_Referring expression data_
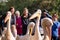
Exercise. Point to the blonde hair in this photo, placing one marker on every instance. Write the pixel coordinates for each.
(17, 12)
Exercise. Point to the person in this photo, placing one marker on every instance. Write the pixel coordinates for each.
(55, 26)
(18, 23)
(45, 14)
(13, 20)
(25, 20)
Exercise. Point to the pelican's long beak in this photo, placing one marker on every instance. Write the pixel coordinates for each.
(36, 14)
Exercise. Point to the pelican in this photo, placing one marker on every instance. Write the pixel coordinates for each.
(8, 34)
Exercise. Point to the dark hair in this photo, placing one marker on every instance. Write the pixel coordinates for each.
(10, 8)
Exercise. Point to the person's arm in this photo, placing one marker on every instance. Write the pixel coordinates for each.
(49, 16)
(6, 18)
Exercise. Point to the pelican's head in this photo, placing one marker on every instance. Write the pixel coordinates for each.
(36, 14)
(46, 22)
(31, 27)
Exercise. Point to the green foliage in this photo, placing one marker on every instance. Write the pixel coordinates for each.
(51, 5)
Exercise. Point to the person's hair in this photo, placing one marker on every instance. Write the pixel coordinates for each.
(17, 12)
(10, 8)
(55, 15)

_Goal of the exercise_
Return all the data above as written, leaving out only the pictures.

_Solution_
Exercise. Point to the blonde hair in this photo, placing one marker on every instance. Write the pixel coordinates for each.
(17, 12)
Exercise. Point to the person in this photo, placing one marker on every instance. Write the pixel coordinates for each.
(55, 26)
(18, 23)
(45, 14)
(13, 20)
(25, 20)
Exercise. Point to the pelican's long beak in this photo, placing one marker on every instance. Write the pixel coordinates for each.
(36, 14)
Exercise. Point to the pelican in this photo, placing one marker on every instance. Write the pixel coordinates for each.
(8, 34)
Exercise. Point to the dark hair in this photo, placing one marker on every instance. Write the pixel coordinates for each.
(10, 8)
Exercise. Point to the person's arm in this photo, placing one marker on every instance. Write the pixel coordinates for each.
(49, 16)
(6, 18)
Exercise. Point to the pelican's head in this photo, placing one marker on every instance. Write the pixel coordinates for each.
(36, 14)
(46, 22)
(31, 27)
Exercise. Point to the green foliage in this photo, placing one marker on every instance. Write the pixel coordinates for each.
(51, 5)
Exercise. Point to the person's hair in this photo, placing one marker on every instance. Write the pixel coordinates for each.
(17, 12)
(10, 8)
(55, 15)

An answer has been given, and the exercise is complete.